» Exercise directions: Copy out every line in the records below that contains the word "ceiling".

☆ ☆ ☆ ☆ ☆

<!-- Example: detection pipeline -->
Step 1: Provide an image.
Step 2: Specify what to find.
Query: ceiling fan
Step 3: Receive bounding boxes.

☆ ☆ ☆ ☆ ☆

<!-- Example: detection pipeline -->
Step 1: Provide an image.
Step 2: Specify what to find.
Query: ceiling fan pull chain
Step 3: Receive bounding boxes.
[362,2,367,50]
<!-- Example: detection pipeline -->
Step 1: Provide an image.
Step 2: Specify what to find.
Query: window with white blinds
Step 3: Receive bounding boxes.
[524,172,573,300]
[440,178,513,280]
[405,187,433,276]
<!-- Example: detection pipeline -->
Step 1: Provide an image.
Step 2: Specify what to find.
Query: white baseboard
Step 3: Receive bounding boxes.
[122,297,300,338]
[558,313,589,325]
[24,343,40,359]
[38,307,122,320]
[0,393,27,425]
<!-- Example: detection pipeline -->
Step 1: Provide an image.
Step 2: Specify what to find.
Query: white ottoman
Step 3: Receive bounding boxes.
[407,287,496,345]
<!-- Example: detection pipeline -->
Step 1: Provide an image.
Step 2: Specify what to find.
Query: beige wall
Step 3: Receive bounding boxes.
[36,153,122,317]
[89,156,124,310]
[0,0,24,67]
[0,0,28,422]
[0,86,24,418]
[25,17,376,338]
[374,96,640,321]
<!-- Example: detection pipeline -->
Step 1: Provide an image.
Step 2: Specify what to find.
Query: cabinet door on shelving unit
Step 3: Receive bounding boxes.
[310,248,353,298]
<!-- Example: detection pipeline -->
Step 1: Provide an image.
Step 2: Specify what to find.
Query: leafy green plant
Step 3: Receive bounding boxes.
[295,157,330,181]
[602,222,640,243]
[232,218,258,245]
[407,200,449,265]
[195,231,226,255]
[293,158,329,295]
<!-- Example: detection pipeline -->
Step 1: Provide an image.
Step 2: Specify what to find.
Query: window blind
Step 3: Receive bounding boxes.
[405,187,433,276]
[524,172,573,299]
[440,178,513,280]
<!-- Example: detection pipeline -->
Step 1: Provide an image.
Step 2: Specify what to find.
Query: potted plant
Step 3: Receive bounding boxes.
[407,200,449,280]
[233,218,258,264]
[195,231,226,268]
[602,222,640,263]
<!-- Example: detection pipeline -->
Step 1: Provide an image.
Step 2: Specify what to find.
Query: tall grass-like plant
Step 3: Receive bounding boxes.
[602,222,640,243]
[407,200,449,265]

☆ ☆ ☆ ☆ ☆

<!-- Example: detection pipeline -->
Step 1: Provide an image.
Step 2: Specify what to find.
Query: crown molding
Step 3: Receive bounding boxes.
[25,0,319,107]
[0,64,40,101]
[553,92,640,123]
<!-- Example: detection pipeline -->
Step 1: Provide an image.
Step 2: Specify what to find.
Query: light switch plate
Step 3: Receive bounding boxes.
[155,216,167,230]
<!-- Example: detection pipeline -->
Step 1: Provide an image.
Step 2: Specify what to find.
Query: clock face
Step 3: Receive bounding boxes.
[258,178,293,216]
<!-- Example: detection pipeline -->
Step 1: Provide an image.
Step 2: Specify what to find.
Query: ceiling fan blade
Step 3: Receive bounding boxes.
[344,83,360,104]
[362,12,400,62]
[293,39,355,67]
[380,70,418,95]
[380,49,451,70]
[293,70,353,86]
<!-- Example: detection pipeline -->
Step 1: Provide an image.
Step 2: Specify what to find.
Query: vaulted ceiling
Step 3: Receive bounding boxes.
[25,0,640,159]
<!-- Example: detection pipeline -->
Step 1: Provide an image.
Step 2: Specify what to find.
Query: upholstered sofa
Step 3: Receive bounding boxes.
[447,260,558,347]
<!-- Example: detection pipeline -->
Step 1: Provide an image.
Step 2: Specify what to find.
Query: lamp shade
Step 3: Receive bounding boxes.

☆ ☆ ☆ ☆ ☆

» The answer:
Query: ceiling fan
Query: ceiling fan pull chain
Query: ceiling fan blade
Query: vaulted ceiling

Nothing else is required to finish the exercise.